Selected extract START

Labour organizations were formed quite early, but they took a long time to become effective, large-scale institutions. There were occasional strike movements in the 1850s — notably that of shoemaker's apprentices at Nagyszeben in 1853 — but conflict over wages remained rare and seldom went beyond the submission of a petition; more commonly, workers would simply leave their employer. The labour movement became more active after 1860. Agitation for higher wages sometimes brought results, resistance to employers' arbitrariness stiffened, and success in these areas inspired greater efforts at organization. Printers in Kolozsvár and Brassó established mutual aid societies. The workers would involve themselves in politics only rarely, and then within the existing middle-class party system; even this occurred mainly beyond Transylvania's boundaries, in the Banat and around Nagybánya. Workers protested against military conscription in 1859, and their voices were heard during the parliamentary elections in 1865–66. Beginning in 1868, a great number of associations were founded, mostly as joint endeavours of the middle and working classes serving general welfare purposes; the first craft unions evolved from these associations and were eventually exposed to marxist ideas. In late 1869, a General Workers Association (Általános Munkás-egylet) was formed in Kolozsvár to represent workers in all branches of production; it had a liberal intellectual leadership but included {3-631.} adherents of the First International's proletarian line. The Association aimed at the development of a comprehensive welfare system, including consumers' cooperatives, health insurance, as well as the provision of medical care, public baths, and even such middle-class facilities as a rifle range and a fencing room.

Selected extract END
Provided data START

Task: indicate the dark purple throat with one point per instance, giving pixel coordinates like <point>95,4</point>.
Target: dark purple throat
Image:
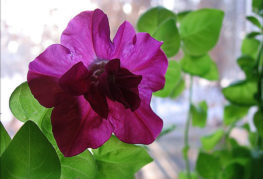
<point>101,80</point>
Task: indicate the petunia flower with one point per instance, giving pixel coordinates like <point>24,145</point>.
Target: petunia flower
<point>97,86</point>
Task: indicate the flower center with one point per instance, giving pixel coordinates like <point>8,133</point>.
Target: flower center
<point>102,80</point>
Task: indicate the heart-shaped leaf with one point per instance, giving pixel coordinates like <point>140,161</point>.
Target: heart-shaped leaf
<point>199,30</point>
<point>168,33</point>
<point>173,80</point>
<point>24,106</point>
<point>199,114</point>
<point>207,165</point>
<point>30,155</point>
<point>233,113</point>
<point>151,19</point>
<point>4,139</point>
<point>196,65</point>
<point>116,159</point>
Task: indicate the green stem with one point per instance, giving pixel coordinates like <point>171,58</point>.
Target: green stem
<point>259,64</point>
<point>186,132</point>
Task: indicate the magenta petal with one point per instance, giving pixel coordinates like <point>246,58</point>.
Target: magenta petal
<point>45,71</point>
<point>139,127</point>
<point>88,35</point>
<point>77,127</point>
<point>75,81</point>
<point>123,40</point>
<point>141,54</point>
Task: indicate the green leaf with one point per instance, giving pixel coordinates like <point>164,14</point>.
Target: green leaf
<point>250,47</point>
<point>248,65</point>
<point>30,155</point>
<point>116,159</point>
<point>196,65</point>
<point>257,6</point>
<point>233,171</point>
<point>209,142</point>
<point>172,79</point>
<point>168,33</point>
<point>241,93</point>
<point>258,121</point>
<point>182,15</point>
<point>183,175</point>
<point>151,19</point>
<point>4,139</point>
<point>233,113</point>
<point>212,73</point>
<point>253,34</point>
<point>200,30</point>
<point>254,21</point>
<point>207,165</point>
<point>79,166</point>
<point>199,114</point>
<point>24,106</point>
<point>178,89</point>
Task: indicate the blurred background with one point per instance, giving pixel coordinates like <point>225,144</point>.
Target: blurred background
<point>29,26</point>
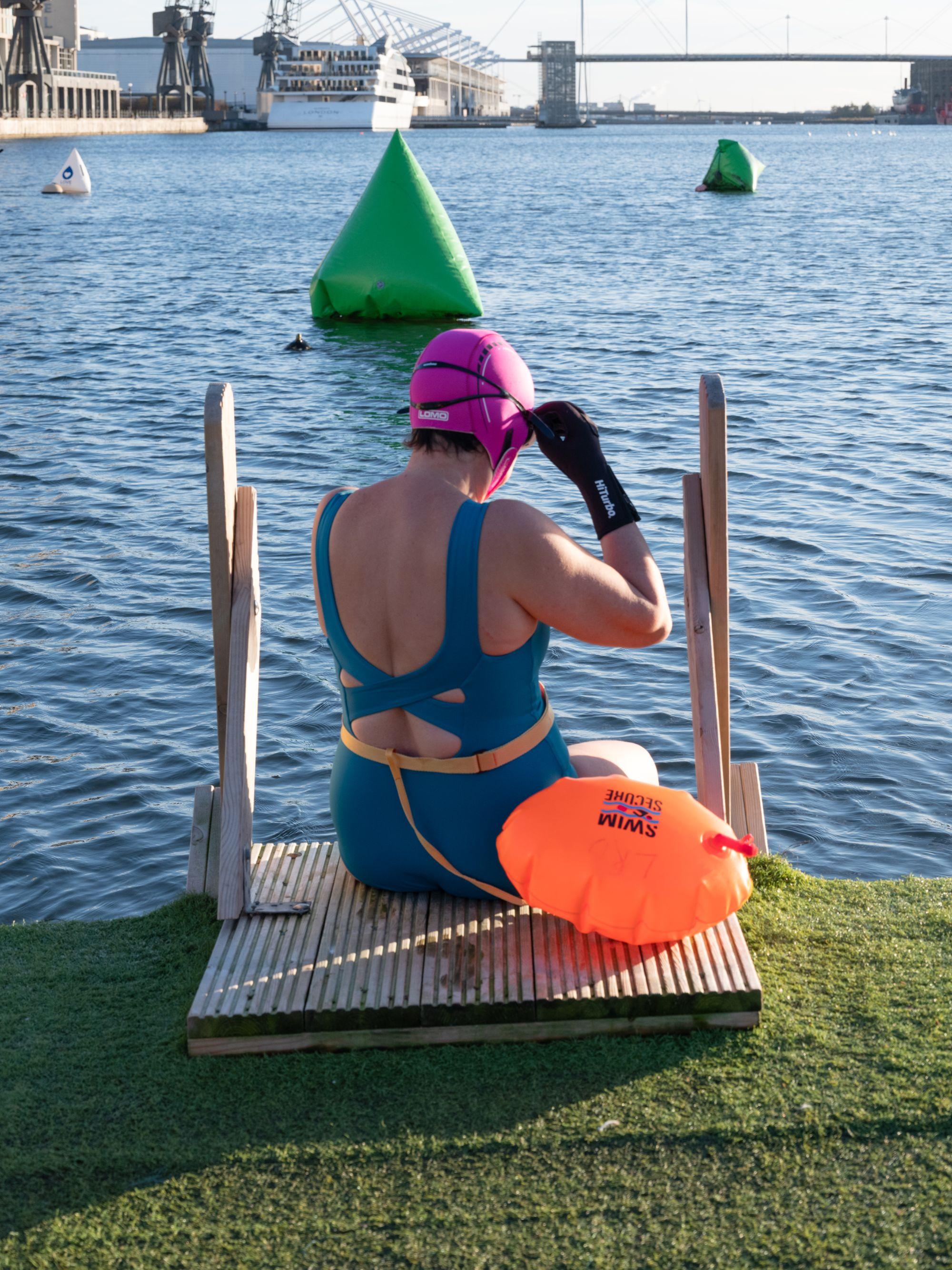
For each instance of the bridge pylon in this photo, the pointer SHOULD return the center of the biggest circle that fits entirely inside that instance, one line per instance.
(558, 103)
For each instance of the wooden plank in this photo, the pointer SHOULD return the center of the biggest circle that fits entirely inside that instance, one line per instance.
(210, 1012)
(704, 692)
(479, 1034)
(714, 483)
(309, 931)
(739, 817)
(248, 938)
(291, 948)
(280, 930)
(198, 842)
(367, 968)
(211, 877)
(240, 740)
(754, 806)
(221, 484)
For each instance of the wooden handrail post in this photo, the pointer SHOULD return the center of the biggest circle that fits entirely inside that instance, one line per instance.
(242, 732)
(701, 656)
(714, 482)
(238, 799)
(221, 484)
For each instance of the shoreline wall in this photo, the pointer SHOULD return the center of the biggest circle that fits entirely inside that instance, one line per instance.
(16, 130)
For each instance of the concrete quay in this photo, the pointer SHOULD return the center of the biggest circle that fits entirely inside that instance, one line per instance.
(14, 130)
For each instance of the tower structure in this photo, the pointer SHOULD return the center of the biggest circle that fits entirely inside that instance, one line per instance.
(29, 61)
(173, 25)
(198, 69)
(558, 102)
(269, 45)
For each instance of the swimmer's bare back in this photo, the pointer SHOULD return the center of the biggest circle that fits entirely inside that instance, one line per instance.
(389, 567)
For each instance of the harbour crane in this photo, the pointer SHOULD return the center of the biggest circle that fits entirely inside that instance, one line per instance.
(200, 30)
(280, 29)
(173, 25)
(29, 60)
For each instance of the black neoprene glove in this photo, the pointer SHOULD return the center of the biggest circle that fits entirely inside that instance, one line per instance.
(577, 451)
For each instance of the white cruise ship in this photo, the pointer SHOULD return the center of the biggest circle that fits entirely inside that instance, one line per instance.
(366, 87)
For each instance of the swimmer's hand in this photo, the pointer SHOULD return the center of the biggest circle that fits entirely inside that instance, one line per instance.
(577, 451)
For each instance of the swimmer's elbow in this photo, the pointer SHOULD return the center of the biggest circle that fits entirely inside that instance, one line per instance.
(653, 628)
(663, 628)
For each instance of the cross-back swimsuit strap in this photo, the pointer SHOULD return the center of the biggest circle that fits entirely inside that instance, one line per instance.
(414, 692)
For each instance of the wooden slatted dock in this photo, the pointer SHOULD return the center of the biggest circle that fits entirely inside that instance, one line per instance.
(307, 958)
(368, 968)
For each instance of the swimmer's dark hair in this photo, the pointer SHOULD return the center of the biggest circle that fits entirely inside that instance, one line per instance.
(431, 440)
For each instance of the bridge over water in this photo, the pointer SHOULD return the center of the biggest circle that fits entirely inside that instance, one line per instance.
(558, 61)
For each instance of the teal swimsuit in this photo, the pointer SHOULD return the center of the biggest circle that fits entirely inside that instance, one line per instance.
(460, 814)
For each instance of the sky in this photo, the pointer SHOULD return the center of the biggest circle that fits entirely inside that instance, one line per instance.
(509, 27)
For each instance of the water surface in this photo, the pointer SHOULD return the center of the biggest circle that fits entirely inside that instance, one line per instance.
(821, 301)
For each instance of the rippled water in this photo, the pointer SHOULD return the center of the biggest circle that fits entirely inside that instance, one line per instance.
(822, 301)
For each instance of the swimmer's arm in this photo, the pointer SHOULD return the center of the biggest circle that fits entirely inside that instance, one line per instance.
(318, 515)
(619, 601)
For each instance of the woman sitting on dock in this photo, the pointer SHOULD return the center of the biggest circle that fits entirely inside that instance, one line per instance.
(437, 606)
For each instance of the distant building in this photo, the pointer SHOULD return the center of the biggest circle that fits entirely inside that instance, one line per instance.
(234, 65)
(454, 90)
(60, 23)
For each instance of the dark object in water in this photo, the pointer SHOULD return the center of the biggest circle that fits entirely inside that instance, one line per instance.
(299, 345)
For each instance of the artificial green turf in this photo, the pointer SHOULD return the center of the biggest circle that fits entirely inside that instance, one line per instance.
(822, 1140)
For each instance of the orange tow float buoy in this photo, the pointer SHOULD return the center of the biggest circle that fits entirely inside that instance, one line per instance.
(634, 863)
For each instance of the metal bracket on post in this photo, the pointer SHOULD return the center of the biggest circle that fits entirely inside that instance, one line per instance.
(254, 910)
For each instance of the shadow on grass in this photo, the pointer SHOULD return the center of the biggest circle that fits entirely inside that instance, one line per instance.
(102, 1098)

Provided data END

=== How to complete this task ===
Pick up the passage above on early labor organizing in Transylvania right after its last sentence, and keep writing it.

=== Answer section ===
It was through their welfare associations that workers first came into contact with marxism — first in the Banat, then, in the 1870s, in Transylvania itself, beginning with the printers and bricklayers. From the mid-1880s, labour organizations took on an explicitly social democratic aspect, and thus came to perform a dual function, by voicing political as well as social demands, such as universal suffrage, ten-hour working days, and free Sundays. The welfare associations and craft unions that began to proliferate in Transylvania made the transition from traditional interest-representation to political activism in 1890–91. Inspired by the new Inter-national, they staged in 1890 the first celebration of May Day. The following year, some of them endorsed the marxist manifesto and, on May 8, the Kolozsvár branch of the Hungarian Social Democratic party was formed under the leadership of Sándor Magyar. The party soon acquired a considerably membership and busied itself organizing trade unions and strikes, and launching newspapers. By the turn of the century, Transylvania's social democratic movement, centred at Kolozsvár, had caught up to that in the rest of the country. Thus industrial workers developed a consciousness of their class-based interests and as well as of their historical function.

Initially, Transylvania's multi-ethnic working class had Germanic character, but over time its Hungarian members became the dominant force. Many, including the Social Democratic party, looked upon the urban, industrial working class as a promoter of Magyarization. In fact, the workers' communities, which included German, Hungarian, Romanian, Czech, Polish and Slovak names, were not so much the agents of linguistic Magyarization as the {3-632.} bearers of a new form of Hungarian patriotism touched with internationalism. They felt a kinship with Europe's working classes and looked forward to a more egalitarian Hungary, one that was free of class oppression and nationalism. That goal was in each worker's vital interest, as well as being a historical necessity.